» PROBLEM SET
**A.** Using the forum post about TrustRank and link relevance, decide whether each statement agrees with it. Answer yes or no for each, and quote the words from the post that settle it. (i) In the first example, the .gov page is itself linked to with the words "My-city Information." (ii) In the second example, "Abracadabra" is called a competitive phrase. (iii) The post calls the tie between TrustRank and relevancy an old thing.
**B.** In the forum post about TrustRank and link relevance, what anchor text does the homepage in the second example use to link to the subpage?
**C.** In the second example of the forum post about TrustRank and link relevance, why won't the subpage rank? Explain in one to three sentences.

» PASSAGE TO READ

Example: page is linked to from .gov site with "My-city Information". The .gov page its linked from is not linked to with either of these words. Not a single reference shows that it would be relevant for them, except on-page factors. Three months ago, this would have been enough for it to be able to pass on the parameters to the page it links out to. Now it ain't.
Example: Homepage is linked to with "My-city Information", to which both the source and the target is relevant to. Homepage then links to subpage with "Abracadabra", which is a competitive phrase, but Google soesn't "get" the relation. It sees the anchor as irrelevant to "My-city Information", and thinks to itself that a high trustrank page is trying for something off-topic. As far as the algo is concerned the source page could be about "Buy Widgets", for it's just as "irrelevant". Page won't rank.
- TrustRank and relevancy are tied together. This is a new thing.

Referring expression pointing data
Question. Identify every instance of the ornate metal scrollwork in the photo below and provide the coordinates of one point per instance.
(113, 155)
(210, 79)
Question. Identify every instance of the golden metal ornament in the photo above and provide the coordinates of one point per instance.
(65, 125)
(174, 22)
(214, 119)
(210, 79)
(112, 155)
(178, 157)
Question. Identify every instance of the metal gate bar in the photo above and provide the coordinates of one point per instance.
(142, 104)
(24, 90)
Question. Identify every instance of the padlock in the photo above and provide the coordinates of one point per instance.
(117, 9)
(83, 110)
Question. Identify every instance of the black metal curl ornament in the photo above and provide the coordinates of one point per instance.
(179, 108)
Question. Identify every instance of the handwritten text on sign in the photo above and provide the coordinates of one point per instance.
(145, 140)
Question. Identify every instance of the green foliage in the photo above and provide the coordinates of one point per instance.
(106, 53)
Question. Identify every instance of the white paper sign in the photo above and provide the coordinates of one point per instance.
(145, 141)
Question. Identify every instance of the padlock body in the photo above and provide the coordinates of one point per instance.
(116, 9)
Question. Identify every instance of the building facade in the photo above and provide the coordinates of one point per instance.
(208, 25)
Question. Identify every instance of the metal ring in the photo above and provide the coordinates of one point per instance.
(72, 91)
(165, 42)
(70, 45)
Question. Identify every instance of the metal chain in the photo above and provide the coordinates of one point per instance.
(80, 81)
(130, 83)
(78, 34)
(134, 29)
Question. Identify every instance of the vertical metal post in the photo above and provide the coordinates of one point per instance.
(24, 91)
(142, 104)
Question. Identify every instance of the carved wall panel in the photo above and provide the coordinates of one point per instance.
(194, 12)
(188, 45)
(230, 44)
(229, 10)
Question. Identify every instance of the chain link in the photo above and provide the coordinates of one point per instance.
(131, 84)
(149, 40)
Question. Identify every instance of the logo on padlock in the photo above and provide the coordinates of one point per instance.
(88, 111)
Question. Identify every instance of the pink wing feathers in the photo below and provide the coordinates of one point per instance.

» ANSWER SECTION
**A.**
(i) No: "The .gov page its linked from is not linked to with either of these words."
(ii) Yes: "which is a competitive phrase"
(iii) No: "This is a new thing."

**B.** "Abracadabra"

**C.** Google doesn't "get" the relation between "Abracadabra" and "My-city Information," so it treats the anchor as irrelevant. It concludes that a high-TrustRank page is trying for something off-topic.